======== Provided entries ========
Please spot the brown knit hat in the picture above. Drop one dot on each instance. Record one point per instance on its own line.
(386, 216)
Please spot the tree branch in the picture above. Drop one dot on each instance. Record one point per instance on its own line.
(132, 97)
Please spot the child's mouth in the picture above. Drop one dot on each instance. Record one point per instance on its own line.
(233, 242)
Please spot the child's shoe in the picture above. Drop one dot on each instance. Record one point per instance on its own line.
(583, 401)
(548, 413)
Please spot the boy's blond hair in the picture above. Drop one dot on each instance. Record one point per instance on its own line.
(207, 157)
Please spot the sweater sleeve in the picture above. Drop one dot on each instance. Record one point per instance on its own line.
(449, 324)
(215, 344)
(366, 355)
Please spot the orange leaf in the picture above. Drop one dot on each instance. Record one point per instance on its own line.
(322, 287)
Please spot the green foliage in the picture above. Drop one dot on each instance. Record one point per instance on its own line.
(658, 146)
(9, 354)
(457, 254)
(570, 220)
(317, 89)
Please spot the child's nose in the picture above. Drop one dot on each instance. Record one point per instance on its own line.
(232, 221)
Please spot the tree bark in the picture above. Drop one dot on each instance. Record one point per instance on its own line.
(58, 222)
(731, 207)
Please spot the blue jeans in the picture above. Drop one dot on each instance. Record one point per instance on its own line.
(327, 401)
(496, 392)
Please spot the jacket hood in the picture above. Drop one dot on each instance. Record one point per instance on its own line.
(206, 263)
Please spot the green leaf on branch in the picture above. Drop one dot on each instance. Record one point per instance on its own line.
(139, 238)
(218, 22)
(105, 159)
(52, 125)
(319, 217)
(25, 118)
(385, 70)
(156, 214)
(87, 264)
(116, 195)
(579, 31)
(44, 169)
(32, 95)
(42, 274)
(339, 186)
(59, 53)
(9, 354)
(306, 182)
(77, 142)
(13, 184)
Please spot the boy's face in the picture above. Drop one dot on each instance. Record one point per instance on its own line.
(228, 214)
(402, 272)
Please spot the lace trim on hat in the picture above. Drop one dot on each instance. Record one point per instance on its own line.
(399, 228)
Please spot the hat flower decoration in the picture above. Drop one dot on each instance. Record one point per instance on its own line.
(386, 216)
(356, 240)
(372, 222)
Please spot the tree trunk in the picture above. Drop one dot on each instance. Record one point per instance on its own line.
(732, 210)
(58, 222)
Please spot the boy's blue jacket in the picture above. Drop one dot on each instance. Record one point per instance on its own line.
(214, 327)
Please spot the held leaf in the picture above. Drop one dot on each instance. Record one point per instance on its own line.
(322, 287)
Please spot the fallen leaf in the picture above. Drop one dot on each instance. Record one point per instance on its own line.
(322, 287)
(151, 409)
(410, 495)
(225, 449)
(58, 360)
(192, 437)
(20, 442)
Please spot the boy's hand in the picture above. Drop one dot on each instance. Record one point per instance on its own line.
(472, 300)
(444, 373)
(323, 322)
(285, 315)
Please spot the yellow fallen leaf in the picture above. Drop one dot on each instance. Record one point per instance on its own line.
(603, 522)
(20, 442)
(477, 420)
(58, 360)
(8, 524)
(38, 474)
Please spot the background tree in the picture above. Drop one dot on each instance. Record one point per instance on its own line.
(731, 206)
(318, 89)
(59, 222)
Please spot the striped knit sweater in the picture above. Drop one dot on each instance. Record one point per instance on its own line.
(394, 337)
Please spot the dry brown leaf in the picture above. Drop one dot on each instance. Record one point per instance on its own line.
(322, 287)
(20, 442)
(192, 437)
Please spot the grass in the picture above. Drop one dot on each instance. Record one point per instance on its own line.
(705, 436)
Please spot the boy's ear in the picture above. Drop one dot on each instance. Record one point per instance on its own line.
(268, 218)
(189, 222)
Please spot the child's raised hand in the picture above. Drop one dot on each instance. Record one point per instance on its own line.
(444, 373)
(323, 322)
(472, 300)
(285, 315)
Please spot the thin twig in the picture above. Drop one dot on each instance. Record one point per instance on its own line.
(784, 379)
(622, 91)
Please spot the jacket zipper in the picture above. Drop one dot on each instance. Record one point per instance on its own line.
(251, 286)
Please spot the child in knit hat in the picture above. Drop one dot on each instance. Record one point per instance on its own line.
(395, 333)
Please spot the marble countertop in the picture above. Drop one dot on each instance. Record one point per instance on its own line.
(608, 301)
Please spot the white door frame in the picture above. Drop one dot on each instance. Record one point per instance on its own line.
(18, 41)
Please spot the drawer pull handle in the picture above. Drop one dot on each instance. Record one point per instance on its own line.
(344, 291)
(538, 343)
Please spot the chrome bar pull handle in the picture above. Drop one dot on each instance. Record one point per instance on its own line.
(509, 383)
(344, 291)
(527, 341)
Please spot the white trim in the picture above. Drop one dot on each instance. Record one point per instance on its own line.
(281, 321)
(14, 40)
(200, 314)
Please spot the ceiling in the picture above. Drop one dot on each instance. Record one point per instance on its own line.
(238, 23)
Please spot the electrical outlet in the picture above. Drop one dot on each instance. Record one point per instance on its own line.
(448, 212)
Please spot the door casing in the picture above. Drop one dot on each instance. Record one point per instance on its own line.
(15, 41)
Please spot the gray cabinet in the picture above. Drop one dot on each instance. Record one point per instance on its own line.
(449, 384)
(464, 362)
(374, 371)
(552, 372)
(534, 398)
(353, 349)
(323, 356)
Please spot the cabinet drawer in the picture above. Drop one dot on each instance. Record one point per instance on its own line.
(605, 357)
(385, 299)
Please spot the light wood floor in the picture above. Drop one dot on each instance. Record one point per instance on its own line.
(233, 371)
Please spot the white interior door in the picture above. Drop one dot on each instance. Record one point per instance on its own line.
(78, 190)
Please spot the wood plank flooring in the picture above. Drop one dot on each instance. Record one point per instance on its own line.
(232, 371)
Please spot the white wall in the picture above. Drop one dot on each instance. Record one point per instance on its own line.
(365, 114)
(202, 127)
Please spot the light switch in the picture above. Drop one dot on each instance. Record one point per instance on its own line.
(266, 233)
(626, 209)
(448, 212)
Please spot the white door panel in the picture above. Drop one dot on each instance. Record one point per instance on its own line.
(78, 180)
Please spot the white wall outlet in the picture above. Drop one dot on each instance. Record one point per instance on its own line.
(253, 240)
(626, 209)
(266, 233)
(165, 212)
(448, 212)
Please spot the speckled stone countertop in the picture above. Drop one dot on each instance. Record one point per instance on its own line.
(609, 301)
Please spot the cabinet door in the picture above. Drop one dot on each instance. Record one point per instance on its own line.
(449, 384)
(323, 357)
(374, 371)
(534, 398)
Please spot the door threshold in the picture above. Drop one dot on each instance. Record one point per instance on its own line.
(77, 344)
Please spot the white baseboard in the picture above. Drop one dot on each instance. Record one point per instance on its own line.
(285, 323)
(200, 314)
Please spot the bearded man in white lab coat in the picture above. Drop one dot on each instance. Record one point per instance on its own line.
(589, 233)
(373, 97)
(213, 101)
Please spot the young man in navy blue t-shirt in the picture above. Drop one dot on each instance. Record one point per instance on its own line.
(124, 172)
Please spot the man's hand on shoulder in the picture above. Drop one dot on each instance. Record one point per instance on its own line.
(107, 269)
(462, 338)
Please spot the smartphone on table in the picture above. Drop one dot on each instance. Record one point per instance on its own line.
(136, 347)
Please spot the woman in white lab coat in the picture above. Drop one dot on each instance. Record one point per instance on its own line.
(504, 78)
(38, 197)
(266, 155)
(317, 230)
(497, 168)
========
Problem to solve: Give back exactly the lines from the one containing "Please spot the white wall outlet" to the end of the material, both ends included.

Full solution:
Please spot the white wall outlet in the picture above. Drop one dot on each instance. Record one point per instance on its own line.
(253, 240)
(626, 209)
(266, 233)
(165, 212)
(448, 212)
Please spot the speckled stone countertop in the picture above. Drop one dot on each instance. Record one point per instance on its own line.
(609, 301)
Please spot the cabinet door in the picture above. Drop one dot on each instance. Record one point per instance on its own line.
(449, 384)
(323, 357)
(374, 371)
(534, 398)
Please spot the door threshold in the picture above. Drop one dot on each instance. Record one point per instance on its own line.
(77, 344)
Please spot the white baseboard in the picture above. Drop one dot on each instance. Record one point per instance on its own line.
(285, 323)
(200, 314)
Please spot the bearded man in white lab coat in the picture above. Drop one dot on each instance. Record one point per instance on its own line.
(589, 233)
(373, 97)
(213, 101)
Please spot the young man in navy blue t-shirt in the picture above. Drop one dot on each instance. Record one point per instance on its own line.
(124, 172)
Please spot the man's hand on shoulder in the picture above. Drop one dot on each instance. Record one point per instance on its own line.
(107, 269)
(462, 338)
Please spot the smartphone on table in the picture above. Drop one dot on each instance. Record one point per instance on its own line.
(136, 347)
Please spot the woman in white lab coat in the picture above. Drop one dot on each instance. Record one point per instance on its own line.
(504, 78)
(38, 197)
(266, 155)
(317, 230)
(497, 168)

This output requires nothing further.